- What is expected -
Please identify every line in the data below that contains the word "child", and copy each of those lines.

Location annotation dataset excerpts:

━━━

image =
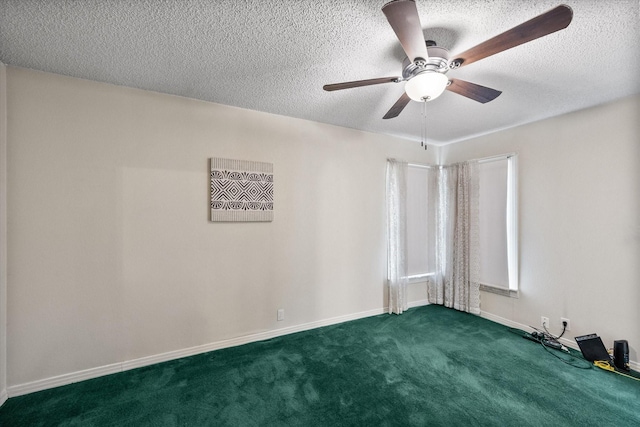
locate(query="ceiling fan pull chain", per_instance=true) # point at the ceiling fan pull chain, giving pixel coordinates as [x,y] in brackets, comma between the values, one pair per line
[424,124]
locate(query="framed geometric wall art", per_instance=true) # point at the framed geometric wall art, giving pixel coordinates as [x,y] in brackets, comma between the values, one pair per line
[241,190]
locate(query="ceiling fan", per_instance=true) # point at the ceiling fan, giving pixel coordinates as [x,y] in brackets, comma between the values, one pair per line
[426,64]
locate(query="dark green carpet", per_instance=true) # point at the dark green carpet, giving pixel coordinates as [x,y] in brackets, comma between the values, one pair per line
[430,366]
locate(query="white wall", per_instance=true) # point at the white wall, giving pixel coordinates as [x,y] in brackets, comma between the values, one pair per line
[3,233]
[111,254]
[579,201]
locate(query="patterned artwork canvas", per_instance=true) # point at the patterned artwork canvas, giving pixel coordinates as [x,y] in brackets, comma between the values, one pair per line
[241,190]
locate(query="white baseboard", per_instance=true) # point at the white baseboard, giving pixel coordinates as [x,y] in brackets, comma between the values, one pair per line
[87,374]
[567,342]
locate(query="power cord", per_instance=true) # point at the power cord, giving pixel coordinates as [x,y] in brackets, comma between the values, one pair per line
[603,364]
[549,341]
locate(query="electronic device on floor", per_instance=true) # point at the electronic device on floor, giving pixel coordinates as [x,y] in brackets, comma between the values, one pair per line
[592,348]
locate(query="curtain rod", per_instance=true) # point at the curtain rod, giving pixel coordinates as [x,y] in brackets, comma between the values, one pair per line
[418,165]
[493,158]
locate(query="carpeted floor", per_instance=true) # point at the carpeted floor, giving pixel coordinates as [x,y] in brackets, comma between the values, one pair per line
[430,366]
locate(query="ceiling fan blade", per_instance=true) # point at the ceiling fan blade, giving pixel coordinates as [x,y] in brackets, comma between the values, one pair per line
[358,83]
[473,91]
[554,20]
[398,106]
[405,21]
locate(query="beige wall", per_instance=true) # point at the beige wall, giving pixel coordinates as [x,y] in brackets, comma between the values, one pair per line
[111,254]
[579,201]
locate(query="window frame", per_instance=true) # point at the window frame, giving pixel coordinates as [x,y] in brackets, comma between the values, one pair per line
[421,277]
[512,228]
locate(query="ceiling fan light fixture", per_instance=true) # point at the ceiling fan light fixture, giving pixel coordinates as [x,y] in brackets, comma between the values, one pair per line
[426,86]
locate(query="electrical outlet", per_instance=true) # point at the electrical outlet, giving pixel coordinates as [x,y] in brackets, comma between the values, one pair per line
[544,322]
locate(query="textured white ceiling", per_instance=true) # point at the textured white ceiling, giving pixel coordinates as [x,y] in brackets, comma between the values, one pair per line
[276,55]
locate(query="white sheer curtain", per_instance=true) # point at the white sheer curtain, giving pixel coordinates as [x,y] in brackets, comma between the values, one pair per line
[397,235]
[455,283]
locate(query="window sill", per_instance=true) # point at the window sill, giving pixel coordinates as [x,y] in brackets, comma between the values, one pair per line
[499,291]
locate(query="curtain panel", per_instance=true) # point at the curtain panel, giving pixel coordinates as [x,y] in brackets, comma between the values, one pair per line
[397,270]
[455,283]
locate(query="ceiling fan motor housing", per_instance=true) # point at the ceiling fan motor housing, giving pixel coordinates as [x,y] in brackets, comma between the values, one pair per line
[438,61]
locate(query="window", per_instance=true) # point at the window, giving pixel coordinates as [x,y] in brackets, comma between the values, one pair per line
[498,225]
[420,222]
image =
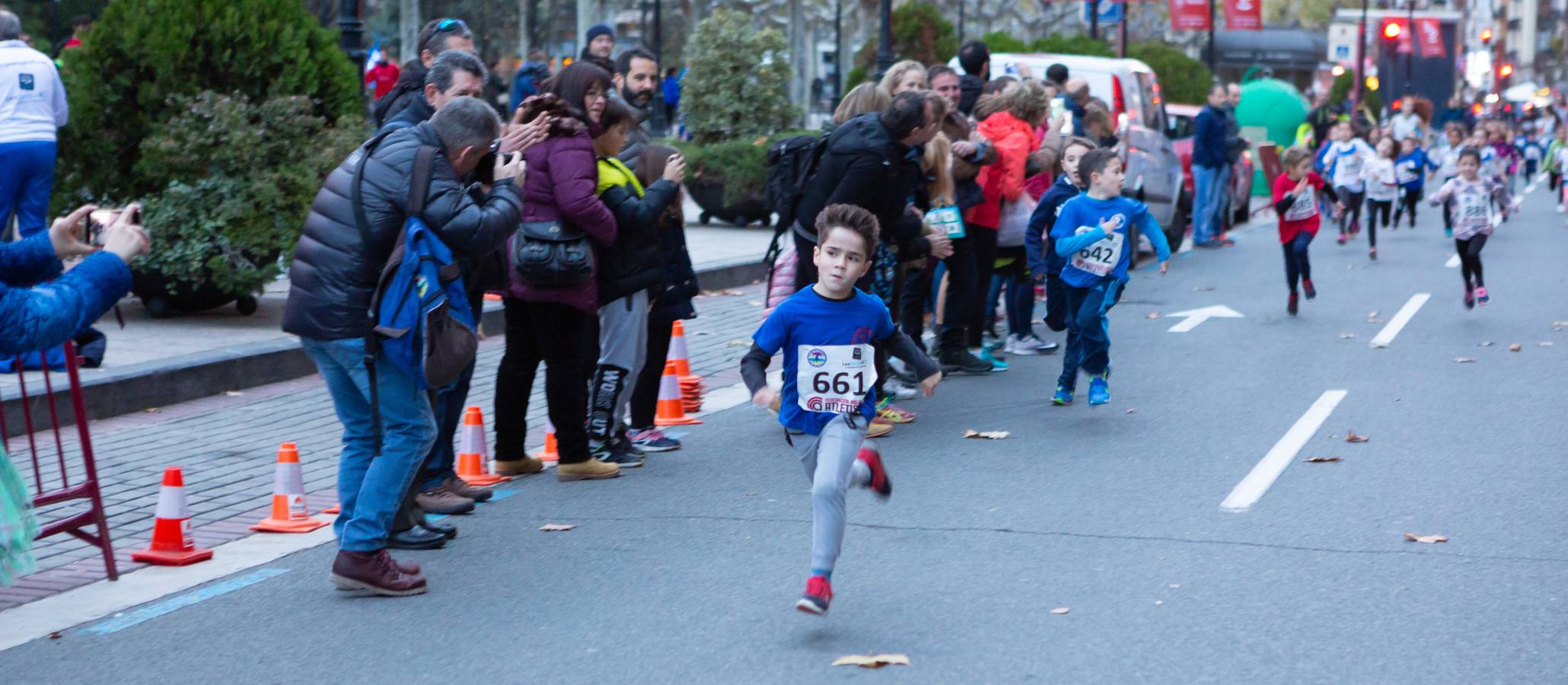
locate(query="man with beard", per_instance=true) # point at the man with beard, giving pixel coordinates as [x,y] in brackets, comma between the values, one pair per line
[636,82]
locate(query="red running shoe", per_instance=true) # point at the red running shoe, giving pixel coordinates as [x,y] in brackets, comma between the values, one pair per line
[880,480]
[819,593]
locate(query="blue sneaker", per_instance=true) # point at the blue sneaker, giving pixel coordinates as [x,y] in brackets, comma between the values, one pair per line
[996,364]
[1098,390]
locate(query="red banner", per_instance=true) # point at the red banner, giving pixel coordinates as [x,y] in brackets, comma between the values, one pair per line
[1429,35]
[1244,14]
[1189,14]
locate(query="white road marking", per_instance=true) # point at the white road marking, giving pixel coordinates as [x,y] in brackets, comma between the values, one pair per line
[1263,476]
[1198,315]
[1401,319]
[60,612]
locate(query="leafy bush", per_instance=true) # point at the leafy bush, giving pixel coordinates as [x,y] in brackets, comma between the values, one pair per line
[1183,79]
[742,165]
[738,85]
[236,183]
[919,32]
[218,115]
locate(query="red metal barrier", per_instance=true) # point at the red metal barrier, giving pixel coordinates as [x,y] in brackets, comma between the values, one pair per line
[87,488]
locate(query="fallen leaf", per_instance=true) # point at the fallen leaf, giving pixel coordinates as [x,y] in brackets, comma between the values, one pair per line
[872,661]
[986,435]
[1426,538]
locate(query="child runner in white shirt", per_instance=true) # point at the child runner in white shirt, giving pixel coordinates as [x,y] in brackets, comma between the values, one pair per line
[1471,199]
[830,375]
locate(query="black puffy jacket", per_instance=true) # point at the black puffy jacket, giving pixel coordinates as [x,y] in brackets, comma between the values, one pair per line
[633,262]
[334,273]
[868,168]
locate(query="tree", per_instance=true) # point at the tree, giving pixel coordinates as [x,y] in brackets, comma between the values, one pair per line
[738,85]
[919,32]
[1183,79]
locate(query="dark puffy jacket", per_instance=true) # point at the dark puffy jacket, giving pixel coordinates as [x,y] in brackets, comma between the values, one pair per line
[633,262]
[334,273]
[410,87]
[866,168]
[562,183]
[46,315]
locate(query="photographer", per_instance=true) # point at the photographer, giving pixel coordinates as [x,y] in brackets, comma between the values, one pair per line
[331,285]
[40,317]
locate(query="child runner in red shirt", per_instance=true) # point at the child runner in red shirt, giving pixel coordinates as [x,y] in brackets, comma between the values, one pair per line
[1296,204]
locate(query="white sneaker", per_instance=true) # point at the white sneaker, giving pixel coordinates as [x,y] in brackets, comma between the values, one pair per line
[1029,346]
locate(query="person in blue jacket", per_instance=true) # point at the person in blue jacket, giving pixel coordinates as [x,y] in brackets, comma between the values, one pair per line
[1412,170]
[1093,234]
[38,315]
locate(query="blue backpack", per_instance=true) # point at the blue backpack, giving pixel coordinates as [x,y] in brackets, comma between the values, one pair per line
[419,312]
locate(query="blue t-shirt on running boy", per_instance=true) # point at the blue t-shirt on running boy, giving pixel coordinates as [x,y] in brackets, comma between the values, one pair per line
[809,319]
[1092,257]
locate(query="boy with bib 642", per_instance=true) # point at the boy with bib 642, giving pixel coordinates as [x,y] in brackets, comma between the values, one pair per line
[828,397]
[1093,232]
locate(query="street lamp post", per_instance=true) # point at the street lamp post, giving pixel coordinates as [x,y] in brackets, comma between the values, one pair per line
[352,35]
[884,46]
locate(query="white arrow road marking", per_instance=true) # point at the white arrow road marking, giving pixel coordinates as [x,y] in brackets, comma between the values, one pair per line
[1401,319]
[1263,476]
[1198,315]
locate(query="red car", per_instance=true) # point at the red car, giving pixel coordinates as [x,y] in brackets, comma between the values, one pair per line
[1181,127]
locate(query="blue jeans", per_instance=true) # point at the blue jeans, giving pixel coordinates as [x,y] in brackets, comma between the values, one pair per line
[451,402]
[369,485]
[27,176]
[1208,189]
[1088,330]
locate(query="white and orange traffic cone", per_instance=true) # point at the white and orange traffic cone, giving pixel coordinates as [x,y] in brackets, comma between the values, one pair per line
[671,409]
[171,534]
[291,513]
[474,455]
[550,444]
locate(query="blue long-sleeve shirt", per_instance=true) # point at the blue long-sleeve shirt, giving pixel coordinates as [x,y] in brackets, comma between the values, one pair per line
[1208,140]
[1093,253]
[38,317]
[1043,259]
[1412,170]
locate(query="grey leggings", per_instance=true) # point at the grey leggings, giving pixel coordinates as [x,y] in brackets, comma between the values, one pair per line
[830,460]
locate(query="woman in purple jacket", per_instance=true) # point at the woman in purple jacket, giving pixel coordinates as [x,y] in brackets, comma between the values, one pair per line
[553,323]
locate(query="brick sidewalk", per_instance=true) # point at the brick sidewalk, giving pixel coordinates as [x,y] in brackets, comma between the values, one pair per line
[228,447]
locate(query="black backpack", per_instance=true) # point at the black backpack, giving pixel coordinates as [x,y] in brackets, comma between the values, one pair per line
[792,162]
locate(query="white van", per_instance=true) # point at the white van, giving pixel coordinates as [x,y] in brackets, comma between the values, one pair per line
[1133,91]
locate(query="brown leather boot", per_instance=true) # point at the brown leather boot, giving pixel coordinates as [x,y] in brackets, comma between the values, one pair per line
[375,572]
[463,489]
[442,501]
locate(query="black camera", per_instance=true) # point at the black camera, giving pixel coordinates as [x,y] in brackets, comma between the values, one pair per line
[486,171]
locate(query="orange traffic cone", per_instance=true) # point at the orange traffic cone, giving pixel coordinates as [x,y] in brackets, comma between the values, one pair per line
[550,444]
[474,457]
[671,409]
[289,510]
[171,530]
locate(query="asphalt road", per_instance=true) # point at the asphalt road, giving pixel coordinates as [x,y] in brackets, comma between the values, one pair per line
[687,569]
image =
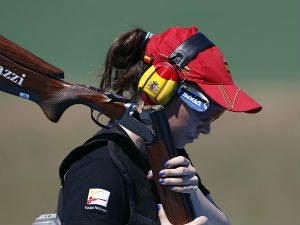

━━━

- Completed task -
locate(query="child runner in white shirt", per_instance=true) # point at the child runner in white shirt, giving pixel coordinates as [x,y] in brackets, comma between the values, one pair per line
locate(query="child runner in red shirt", per_instance=true) # point at the child runner in red shirt, giving pixel coordinates as [x,y] in brackets, comma between the values, one pair per line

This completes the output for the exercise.